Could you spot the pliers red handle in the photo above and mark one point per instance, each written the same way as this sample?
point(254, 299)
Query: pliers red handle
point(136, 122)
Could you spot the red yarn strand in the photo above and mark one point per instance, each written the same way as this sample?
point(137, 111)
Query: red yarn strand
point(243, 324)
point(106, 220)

----

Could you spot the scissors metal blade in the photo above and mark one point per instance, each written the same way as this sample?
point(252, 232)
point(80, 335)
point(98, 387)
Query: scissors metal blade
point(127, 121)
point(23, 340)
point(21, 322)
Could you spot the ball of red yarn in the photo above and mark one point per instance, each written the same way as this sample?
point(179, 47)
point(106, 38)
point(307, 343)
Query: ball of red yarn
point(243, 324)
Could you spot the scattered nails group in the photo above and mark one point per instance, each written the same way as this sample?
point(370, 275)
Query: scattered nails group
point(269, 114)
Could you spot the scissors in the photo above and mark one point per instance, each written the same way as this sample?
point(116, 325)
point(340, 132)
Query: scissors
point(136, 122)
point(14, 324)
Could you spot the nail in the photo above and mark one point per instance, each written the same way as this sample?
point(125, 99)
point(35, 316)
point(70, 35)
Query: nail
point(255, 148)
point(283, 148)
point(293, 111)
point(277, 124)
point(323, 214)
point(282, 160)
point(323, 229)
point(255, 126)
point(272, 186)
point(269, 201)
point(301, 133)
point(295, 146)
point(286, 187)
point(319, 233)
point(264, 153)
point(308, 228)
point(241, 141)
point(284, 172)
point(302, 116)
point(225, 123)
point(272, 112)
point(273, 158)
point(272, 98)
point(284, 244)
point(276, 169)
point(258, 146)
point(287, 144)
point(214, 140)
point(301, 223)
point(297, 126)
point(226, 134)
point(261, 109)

----

◆ Short task ◆
Rewrite the records as a numbered list, starting at the line with "Could you spot the nail" and running up to and including the line with "point(261, 109)". Skip any blank lines.

◆ Task response ◆
1. Could you spot the nail in the photo above and mark one point per instance, each written the same way as this sample?
2. point(125, 99)
3. point(35, 316)
4. point(70, 35)
5. Query: nail
6. point(255, 148)
7. point(283, 148)
8. point(293, 111)
9. point(277, 124)
10. point(323, 214)
11. point(282, 160)
12. point(323, 229)
13. point(255, 126)
14. point(272, 186)
15. point(269, 201)
16. point(301, 133)
17. point(295, 146)
18. point(286, 187)
19. point(319, 233)
20. point(264, 153)
21. point(308, 228)
22. point(241, 141)
23. point(284, 172)
24. point(302, 116)
25. point(225, 123)
26. point(272, 112)
27. point(273, 158)
28. point(272, 98)
29. point(284, 244)
30. point(276, 169)
31. point(258, 146)
32. point(287, 144)
33. point(214, 140)
34. point(301, 223)
35. point(297, 126)
36. point(226, 134)
37. point(261, 109)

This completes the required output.